| EXERCISE REQUIREMENTS |
Report every row below that contains the word "thick" by copying each such row in full, and treat uppercase and lowercase letters as different.

--- START LISTING ---

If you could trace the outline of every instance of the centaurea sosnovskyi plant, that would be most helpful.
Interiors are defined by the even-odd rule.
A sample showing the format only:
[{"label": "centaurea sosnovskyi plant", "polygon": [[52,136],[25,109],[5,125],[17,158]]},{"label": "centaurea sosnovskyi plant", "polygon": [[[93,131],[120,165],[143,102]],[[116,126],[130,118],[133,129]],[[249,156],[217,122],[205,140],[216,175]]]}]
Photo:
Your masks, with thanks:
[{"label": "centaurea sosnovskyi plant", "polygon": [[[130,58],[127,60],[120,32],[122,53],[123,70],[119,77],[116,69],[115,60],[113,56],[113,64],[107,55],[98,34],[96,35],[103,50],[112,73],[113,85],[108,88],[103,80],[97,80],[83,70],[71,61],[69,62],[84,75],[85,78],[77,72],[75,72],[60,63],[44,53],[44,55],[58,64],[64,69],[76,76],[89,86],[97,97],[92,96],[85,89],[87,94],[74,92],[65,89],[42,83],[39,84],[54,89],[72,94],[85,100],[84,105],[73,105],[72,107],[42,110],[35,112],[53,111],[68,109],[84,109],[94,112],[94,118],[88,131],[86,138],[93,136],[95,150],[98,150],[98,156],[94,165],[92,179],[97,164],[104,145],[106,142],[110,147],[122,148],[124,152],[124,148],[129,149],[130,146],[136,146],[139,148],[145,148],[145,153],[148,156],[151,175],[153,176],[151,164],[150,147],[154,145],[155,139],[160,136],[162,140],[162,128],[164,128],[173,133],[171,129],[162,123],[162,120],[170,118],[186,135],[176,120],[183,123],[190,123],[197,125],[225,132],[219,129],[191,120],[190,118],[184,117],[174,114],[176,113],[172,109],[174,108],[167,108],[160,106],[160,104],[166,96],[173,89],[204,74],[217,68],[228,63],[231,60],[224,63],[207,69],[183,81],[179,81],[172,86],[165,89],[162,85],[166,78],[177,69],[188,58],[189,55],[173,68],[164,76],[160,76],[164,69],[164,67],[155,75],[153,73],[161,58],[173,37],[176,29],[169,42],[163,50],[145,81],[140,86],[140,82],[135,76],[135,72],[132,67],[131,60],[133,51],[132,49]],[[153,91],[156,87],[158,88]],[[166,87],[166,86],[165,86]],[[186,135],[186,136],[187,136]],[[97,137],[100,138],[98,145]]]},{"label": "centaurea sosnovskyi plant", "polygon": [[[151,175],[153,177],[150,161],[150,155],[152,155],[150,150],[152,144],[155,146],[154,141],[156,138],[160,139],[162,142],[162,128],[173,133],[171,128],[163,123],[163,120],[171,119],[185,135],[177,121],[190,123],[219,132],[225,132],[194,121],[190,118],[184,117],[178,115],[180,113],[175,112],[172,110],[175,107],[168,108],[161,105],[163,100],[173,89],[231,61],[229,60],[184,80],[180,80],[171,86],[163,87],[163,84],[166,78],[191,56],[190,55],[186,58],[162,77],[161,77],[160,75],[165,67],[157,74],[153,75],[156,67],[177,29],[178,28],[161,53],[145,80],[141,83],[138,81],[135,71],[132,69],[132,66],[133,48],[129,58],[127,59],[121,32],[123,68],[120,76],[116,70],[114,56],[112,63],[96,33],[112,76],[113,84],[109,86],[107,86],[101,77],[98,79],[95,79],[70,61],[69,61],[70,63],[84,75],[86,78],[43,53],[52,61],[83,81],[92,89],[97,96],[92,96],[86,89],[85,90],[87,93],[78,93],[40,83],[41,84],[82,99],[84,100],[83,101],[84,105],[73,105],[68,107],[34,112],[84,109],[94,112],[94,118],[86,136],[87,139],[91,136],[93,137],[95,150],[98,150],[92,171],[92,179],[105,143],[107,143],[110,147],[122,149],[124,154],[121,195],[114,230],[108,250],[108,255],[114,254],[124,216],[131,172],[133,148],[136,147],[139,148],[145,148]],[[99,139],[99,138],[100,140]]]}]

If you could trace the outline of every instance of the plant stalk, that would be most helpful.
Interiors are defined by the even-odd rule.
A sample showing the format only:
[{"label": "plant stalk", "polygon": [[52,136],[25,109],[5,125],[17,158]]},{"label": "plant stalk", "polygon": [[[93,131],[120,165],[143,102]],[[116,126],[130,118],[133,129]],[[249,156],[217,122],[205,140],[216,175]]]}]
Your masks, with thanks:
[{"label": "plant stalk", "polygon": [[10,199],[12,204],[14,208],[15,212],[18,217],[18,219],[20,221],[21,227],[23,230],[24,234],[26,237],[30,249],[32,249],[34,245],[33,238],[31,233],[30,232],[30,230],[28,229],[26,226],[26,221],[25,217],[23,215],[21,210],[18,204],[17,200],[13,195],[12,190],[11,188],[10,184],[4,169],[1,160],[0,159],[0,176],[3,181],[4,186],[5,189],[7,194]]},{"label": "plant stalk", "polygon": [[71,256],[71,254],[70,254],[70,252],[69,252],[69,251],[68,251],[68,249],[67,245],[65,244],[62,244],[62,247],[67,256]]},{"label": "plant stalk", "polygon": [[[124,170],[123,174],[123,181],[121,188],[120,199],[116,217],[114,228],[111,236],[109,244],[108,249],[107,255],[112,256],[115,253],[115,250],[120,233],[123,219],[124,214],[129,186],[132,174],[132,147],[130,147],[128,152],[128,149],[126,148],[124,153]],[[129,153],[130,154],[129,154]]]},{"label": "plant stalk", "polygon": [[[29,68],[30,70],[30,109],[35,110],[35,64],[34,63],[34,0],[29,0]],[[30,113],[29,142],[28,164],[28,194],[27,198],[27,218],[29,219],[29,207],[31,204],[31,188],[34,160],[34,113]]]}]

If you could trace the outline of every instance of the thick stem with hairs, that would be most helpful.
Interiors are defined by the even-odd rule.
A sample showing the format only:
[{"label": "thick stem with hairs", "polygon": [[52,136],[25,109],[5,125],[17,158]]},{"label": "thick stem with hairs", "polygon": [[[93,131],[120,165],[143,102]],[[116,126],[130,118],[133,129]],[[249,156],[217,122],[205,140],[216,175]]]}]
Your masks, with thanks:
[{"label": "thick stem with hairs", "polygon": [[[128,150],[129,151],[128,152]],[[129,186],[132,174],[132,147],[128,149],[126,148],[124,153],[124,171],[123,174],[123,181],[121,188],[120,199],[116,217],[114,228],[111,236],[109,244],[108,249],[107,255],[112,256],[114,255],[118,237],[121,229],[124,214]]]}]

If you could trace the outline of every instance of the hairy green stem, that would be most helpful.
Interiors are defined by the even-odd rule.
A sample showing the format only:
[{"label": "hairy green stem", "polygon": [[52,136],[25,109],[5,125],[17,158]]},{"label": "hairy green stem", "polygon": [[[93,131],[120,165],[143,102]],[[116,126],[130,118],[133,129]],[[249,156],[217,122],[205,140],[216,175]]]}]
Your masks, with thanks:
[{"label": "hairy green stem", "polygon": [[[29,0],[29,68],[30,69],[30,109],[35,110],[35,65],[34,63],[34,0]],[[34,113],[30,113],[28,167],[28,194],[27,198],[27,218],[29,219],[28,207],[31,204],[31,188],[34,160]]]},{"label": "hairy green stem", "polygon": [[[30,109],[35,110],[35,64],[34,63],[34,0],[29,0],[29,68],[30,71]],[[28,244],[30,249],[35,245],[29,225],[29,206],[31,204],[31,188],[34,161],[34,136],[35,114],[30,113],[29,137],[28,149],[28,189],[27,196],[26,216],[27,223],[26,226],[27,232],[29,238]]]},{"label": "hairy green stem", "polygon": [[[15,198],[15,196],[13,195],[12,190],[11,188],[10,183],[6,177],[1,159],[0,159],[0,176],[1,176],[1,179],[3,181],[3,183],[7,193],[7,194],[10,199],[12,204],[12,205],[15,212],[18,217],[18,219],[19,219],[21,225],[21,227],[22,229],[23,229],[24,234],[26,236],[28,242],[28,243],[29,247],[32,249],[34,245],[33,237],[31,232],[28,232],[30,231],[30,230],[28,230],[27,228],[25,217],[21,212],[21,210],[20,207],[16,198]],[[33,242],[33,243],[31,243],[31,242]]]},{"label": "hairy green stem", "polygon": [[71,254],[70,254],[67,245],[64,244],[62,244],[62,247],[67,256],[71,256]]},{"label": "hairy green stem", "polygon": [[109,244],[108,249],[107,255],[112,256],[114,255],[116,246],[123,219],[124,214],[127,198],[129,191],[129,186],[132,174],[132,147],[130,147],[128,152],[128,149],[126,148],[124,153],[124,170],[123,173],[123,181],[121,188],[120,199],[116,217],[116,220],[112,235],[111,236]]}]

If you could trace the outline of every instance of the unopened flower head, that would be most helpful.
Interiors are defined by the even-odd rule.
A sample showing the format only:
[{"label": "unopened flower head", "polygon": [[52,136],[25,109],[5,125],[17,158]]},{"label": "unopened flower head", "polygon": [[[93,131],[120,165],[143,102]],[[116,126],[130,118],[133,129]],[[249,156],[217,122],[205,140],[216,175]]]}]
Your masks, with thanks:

--- END LISTING ---
--- START LISTING ---

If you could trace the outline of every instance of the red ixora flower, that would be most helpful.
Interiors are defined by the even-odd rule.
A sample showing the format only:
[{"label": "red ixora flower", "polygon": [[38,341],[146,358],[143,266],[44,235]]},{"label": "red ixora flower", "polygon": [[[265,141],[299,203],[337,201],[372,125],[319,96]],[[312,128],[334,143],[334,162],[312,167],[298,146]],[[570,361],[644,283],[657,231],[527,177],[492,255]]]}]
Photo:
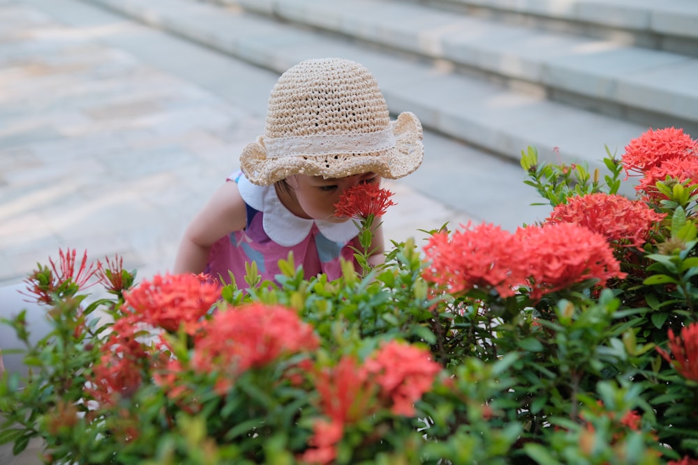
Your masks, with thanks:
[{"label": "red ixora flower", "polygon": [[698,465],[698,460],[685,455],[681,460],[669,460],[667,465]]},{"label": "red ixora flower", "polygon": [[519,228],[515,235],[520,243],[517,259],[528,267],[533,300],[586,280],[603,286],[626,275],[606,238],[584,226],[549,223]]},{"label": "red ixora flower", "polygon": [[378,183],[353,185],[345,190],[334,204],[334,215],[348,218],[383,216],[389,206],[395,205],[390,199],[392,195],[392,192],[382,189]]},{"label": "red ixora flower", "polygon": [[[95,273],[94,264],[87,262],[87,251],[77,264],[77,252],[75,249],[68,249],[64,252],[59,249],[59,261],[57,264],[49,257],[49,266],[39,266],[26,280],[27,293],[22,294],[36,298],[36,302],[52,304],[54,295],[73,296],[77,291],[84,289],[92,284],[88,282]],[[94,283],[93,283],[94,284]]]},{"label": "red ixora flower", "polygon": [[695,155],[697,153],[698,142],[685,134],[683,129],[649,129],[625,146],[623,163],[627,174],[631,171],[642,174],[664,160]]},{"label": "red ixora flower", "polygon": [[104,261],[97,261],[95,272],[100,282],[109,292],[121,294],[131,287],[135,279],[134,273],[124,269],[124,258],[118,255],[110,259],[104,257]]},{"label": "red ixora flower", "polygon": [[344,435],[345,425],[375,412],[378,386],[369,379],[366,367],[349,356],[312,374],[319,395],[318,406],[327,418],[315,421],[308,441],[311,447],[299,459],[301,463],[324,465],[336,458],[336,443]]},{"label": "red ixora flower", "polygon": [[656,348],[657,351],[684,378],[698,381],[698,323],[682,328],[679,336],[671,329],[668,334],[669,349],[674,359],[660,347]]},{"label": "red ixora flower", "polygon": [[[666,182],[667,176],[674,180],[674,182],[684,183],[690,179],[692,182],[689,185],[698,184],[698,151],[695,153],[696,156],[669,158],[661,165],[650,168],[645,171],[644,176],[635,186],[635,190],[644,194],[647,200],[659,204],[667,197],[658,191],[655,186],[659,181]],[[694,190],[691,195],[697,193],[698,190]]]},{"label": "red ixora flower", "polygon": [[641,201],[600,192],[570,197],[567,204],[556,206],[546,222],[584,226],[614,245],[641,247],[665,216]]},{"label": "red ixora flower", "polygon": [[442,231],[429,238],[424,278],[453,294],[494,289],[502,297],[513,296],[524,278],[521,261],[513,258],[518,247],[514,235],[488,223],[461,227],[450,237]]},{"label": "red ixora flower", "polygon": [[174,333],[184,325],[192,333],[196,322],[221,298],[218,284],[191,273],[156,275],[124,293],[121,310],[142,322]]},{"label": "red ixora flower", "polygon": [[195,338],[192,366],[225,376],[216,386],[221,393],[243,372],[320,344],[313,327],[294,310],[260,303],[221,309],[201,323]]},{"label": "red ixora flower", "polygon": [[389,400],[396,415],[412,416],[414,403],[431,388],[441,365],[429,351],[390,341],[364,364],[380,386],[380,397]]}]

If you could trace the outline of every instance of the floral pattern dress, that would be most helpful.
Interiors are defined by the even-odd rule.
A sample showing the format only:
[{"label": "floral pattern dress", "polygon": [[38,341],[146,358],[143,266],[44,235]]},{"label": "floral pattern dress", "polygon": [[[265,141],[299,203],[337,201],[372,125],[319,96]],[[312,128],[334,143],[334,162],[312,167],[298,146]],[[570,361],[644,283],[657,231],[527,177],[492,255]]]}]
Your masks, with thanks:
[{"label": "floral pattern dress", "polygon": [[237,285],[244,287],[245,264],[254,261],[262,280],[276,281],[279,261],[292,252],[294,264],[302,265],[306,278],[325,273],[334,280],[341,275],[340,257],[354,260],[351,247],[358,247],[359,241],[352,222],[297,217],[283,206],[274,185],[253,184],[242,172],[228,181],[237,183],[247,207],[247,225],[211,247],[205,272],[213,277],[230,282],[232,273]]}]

--- END LISTING ---

| EXERCISE ANSWER |
If you could trace the outline of every instance of the thick stem with hairs, that would be most helpful.
[{"label": "thick stem with hairs", "polygon": [[52,136],[25,109],[5,125],[17,158]]},{"label": "thick stem with hairs", "polygon": [[[93,131],[120,165],[143,102]],[[116,126],[130,118],[133,129]],[[249,156],[217,122],[205,140],[216,175]]]}]
[{"label": "thick stem with hairs", "polygon": [[[128,150],[129,151],[128,152]],[[129,186],[132,174],[132,147],[128,149],[126,148],[124,153],[124,171],[123,174],[123,181],[121,188],[120,199],[116,217],[114,228],[111,236],[109,244],[108,249],[107,255],[112,256],[114,255],[118,237],[121,229],[124,214]]]}]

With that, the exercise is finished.